## Source document

==============================

The stock of Avenue Supermarts (DMart), was up 1.2 per cent in trade after its quarter two for the 2022-23 financial year (Q2FY23) update indicated a 36 per cent year-on-year (YoY) increase in revenues. The country’s largest listed retailer by market capitalisation posted revenues of Rs 10,384 crore. This was up 74 per cent as compared to pre-Covid-19 period (Q2FY20). Over a three-year period, growth has compounded annually, at 20 per cent.
Motilal Oswal Research, however, indicated that the standalone revenue growth was 6.4 per cent below its estimates. While overall revenue growth remained strong, calculated like-to-like growth in Q2FY23 was up 2 per cent YoY when adjusted for footprint addition. As compared to pre-Covid-19 levels of Q2FY20, this was 10 per cent lower. A soft performance in the value segment is hurting the non-staple category which accounts for 25-30 per cent of the revenue pie, says the brokerage.
Its revenue per square feet, which was up 2 per cent YoY at Rs 33,727 is also trending below the pre-Covid-19 level. While the metric was down 12 per cent Q1FY23 as compared to Q1FY20, it is estimated to be 10 per cent lower in the September quarter as compared to levels three years ago. The average store size has increased by 21 per cent as compared to pre-Covid-19 levels and may take longer to hit stable revenue run rates.

==============================

Collected data entries:
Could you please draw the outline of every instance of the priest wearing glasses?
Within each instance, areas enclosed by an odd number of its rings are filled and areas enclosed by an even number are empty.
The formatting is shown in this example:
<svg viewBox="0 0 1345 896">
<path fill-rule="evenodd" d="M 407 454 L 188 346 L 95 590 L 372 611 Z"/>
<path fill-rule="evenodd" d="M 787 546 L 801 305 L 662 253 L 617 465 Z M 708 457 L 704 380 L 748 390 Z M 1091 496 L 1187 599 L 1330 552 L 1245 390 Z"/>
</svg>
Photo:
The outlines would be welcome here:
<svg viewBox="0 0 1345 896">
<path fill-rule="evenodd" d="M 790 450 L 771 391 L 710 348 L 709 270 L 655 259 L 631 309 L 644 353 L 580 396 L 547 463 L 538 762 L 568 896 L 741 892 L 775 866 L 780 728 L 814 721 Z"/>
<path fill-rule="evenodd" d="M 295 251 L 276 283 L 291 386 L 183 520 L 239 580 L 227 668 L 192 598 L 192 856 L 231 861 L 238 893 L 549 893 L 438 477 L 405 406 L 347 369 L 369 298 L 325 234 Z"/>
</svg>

==============================

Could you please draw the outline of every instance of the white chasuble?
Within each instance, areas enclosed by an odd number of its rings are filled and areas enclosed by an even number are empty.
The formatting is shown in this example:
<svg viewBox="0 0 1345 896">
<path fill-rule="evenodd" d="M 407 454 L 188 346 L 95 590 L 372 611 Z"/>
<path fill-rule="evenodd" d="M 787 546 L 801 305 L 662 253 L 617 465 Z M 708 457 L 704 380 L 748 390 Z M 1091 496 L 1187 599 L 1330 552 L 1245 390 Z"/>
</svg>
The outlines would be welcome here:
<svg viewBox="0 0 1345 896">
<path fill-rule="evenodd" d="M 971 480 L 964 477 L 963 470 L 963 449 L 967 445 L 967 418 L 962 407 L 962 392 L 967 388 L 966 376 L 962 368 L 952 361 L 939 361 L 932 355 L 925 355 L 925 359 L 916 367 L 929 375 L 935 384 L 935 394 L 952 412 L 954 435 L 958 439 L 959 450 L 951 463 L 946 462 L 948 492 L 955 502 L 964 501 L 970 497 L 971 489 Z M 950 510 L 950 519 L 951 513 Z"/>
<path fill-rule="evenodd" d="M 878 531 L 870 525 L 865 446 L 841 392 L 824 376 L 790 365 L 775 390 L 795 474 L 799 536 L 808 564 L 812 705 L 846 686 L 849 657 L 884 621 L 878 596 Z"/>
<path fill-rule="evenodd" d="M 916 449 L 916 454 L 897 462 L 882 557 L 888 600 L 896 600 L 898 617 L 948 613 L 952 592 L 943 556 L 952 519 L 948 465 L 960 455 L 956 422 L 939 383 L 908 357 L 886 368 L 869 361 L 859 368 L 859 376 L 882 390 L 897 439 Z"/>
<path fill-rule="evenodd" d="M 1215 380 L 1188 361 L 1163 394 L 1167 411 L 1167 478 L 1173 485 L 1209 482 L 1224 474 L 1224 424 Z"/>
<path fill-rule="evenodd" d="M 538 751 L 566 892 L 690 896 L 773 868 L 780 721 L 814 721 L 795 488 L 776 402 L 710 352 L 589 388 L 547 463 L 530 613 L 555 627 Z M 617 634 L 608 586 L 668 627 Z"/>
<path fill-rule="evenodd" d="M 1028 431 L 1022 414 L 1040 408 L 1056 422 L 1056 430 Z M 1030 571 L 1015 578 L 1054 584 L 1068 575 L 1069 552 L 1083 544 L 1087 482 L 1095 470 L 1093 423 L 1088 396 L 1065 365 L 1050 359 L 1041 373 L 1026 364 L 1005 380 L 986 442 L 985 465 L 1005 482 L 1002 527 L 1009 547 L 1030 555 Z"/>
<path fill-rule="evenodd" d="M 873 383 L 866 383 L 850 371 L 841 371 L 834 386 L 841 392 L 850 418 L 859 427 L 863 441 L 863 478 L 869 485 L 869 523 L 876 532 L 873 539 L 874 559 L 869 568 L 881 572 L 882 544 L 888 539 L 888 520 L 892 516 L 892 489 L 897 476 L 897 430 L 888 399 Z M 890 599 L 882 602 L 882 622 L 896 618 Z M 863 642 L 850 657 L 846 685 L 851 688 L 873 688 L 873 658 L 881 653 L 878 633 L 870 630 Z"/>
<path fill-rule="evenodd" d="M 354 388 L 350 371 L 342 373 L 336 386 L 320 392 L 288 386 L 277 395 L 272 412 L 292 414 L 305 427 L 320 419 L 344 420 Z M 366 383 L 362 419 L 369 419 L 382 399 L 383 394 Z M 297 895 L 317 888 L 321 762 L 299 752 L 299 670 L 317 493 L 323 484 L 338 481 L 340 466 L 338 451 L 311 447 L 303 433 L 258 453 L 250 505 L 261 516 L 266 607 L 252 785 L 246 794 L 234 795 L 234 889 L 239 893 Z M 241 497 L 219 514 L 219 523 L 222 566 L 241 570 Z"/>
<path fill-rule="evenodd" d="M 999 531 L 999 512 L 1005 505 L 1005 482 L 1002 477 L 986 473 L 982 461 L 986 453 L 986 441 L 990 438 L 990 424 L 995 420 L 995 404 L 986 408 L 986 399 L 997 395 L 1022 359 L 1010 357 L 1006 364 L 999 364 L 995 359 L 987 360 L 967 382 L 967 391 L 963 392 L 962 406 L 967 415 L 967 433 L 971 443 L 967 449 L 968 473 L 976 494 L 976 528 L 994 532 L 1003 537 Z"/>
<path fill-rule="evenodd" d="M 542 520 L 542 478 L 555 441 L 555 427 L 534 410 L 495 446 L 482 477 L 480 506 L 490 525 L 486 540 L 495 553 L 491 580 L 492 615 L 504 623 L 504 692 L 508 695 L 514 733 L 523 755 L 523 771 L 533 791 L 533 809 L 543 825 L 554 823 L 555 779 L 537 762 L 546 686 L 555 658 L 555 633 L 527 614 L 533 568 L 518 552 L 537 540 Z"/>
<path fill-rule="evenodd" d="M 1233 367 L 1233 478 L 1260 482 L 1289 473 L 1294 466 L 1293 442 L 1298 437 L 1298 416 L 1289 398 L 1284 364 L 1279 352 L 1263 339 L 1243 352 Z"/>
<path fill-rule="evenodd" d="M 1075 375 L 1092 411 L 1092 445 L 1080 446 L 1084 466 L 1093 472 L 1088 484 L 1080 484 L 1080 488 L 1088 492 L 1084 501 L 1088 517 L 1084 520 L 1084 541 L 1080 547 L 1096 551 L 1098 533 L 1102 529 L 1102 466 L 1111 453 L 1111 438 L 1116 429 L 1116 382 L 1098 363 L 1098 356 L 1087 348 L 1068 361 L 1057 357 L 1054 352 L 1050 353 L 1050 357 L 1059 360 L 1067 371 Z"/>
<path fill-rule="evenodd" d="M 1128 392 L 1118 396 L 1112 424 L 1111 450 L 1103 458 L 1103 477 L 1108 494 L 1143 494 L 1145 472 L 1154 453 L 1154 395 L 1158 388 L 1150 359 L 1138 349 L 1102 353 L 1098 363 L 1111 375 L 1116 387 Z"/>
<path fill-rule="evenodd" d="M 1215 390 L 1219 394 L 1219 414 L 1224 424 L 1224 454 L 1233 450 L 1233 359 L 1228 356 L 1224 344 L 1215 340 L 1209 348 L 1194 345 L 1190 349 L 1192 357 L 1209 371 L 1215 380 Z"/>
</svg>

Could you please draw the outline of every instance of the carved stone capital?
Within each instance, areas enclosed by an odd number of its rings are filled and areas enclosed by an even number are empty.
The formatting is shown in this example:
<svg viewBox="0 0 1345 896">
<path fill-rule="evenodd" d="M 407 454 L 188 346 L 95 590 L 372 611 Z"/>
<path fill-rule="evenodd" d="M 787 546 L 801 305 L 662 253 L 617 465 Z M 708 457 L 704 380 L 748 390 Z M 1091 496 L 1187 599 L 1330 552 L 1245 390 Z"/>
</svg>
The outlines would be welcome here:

==============================

## What you need to do
List every quarter designation written in the compact form (such as "Q2FY23") that appears in the article on DMart's quarterly update.

## Answer box
Q2FY23, Q2FY20, Q1FY23, Q1FY20